— Start —
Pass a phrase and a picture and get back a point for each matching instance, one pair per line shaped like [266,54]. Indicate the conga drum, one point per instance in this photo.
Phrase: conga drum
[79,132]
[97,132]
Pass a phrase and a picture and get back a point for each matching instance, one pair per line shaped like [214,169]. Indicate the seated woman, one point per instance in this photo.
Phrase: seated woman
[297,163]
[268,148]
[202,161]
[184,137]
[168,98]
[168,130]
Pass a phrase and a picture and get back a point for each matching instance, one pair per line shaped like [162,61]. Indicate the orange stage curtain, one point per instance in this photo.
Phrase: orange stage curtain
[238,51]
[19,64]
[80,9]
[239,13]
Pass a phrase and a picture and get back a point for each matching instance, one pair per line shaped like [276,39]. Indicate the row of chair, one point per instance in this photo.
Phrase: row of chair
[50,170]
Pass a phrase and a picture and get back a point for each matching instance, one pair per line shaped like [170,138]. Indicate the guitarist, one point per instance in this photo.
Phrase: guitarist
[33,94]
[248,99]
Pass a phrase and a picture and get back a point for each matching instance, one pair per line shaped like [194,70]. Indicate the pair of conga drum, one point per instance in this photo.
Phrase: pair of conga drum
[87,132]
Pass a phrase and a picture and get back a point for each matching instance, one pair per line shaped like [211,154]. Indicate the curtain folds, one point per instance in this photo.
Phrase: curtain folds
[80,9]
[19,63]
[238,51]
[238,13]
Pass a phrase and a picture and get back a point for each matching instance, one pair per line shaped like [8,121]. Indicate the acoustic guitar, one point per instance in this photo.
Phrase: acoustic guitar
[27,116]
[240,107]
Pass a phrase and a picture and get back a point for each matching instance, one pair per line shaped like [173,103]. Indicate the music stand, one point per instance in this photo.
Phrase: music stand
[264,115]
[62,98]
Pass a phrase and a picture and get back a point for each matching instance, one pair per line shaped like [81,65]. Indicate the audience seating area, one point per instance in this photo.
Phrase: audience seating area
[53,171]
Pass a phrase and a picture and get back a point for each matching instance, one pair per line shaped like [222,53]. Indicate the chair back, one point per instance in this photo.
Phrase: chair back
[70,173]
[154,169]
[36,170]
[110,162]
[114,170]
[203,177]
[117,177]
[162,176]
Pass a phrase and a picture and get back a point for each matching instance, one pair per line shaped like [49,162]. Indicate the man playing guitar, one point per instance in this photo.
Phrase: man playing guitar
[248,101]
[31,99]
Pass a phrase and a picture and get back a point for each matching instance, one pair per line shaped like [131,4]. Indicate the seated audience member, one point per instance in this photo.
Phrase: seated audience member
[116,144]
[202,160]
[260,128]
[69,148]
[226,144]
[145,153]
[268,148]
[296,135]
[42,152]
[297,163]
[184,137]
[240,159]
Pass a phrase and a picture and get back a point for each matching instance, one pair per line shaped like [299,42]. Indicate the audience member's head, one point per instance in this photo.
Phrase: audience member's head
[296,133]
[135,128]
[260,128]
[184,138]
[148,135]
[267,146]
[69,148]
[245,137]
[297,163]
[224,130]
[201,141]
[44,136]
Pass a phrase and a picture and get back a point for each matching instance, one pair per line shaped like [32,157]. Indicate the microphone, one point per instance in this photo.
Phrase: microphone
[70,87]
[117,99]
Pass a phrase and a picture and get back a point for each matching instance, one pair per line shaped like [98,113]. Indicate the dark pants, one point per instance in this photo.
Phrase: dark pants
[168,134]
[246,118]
— End —
§ **Goal of the exercise**: Copy each item above word for word, leaving nothing out.

§ **Task output**:
Pass a phrase and a picture and get back a point for each matching instance, one pair per line shaped like [266,54]. Indicate the conga drum, one point per instance in this photo.
Phrase: conga drum
[79,132]
[97,132]
Pass a phrase and a picture and get back a point for each matching instance, one pair per line shaped like [214,169]. Indicate the seated woman, one point per instance in this photo.
Phrase: seated woman
[297,163]
[268,148]
[202,161]
[184,137]
[168,98]
[168,130]
Pass a phrase and a picture and get back a point for each matching instance, one pair per line shaped like [162,61]. Indicate the orange stage curtain, one point per instance in this photo.
Phrase: orange stage curtain
[238,51]
[19,64]
[80,9]
[239,13]
Pass a phrase and a picture and get back a point for each matching instance, one pair per line shaped like [276,39]. Indicate the row of chair, one point per instance in this photo.
Phrase: row of chair
[50,170]
Pass a phrase and a picture and get back a point for each matching instance, one pair per line shaped like [170,138]. Indicate the guitarist, one point per instance in this photo.
Phrase: guitarist
[33,94]
[248,99]
Pass a phrase and a picture and get back a point for each matching instance, one pair per line shaped like [194,70]. Indicate the pair of conga drum, one point per instance in this photo.
Phrase: pair of conga drum
[87,132]
Pass a phrase and a picture and get back a point for each matching instance, one pair per line shaped like [211,154]. Indicate the curtain folds, one point per instance in this photo.
Phrase: curtain folds
[80,9]
[19,63]
[238,51]
[238,13]
Pass a phrase and a picture and get back a point for each matching instance, one pair per line shaped like [8,121]. Indicate the acoustic guitar, one point per instance in this photo.
Phrase: acoustic guitar
[27,116]
[240,107]
Pass a phrase and a picture and get back a point for each matching instance, one pair per line shaped like [173,103]. Indicate the music stand, one point per instance in this photo.
Phrase: music stand
[264,115]
[62,98]
Pass a phrase and a picture and get back a point for each matching instance, one pair per line shaped like [81,65]. Indicate the audience seating area, one point per instance in this photo.
Phrase: audience seating area
[53,171]
Pass a phrase and a picture and get back a point for each matching instance, one pair per line shaped like [222,53]. Indicate the chair back, one point per instance in this photo.
Phrase: chair back
[70,173]
[154,169]
[36,170]
[110,162]
[114,170]
[203,177]
[117,177]
[162,176]
Pass a phrase and a picture and get back a point for each matching instance, one pair per line shaped like [49,162]. Indicate the man playing guitar, one point per instance in this photo.
Phrase: man playing guitar
[248,101]
[31,99]
Pass a phrase and a picture and get back a point for each matching instance, one pair per line shaped like [131,4]. Indicate the seated audience member, one point per instance in this photo.
Phrase: seated audience member
[116,144]
[202,160]
[260,128]
[69,148]
[226,144]
[145,153]
[268,148]
[296,135]
[42,152]
[297,163]
[184,137]
[240,159]
Pass a phrase and a picture and get back a point for each matching instance, one pair per line shaped like [299,42]. Indicate the audience member's head, one point per instance in this photo.
Phrase: audience member's head
[296,133]
[135,128]
[260,128]
[184,138]
[148,135]
[267,146]
[69,148]
[245,137]
[297,163]
[224,130]
[201,141]
[44,136]
Pass a phrase and a picture and get back a point for each matching instance, one pair per line shaped like [32,157]. Indicate the microphone, one point per instance in this photo.
Phrase: microphone
[70,87]
[117,99]
Pass a phrase and a picture and get back a point for each matching instance, one pair per line shaped like [98,113]. Indicate the dark pants, one point per instance in this photo.
Phrase: dark pants
[168,134]
[246,118]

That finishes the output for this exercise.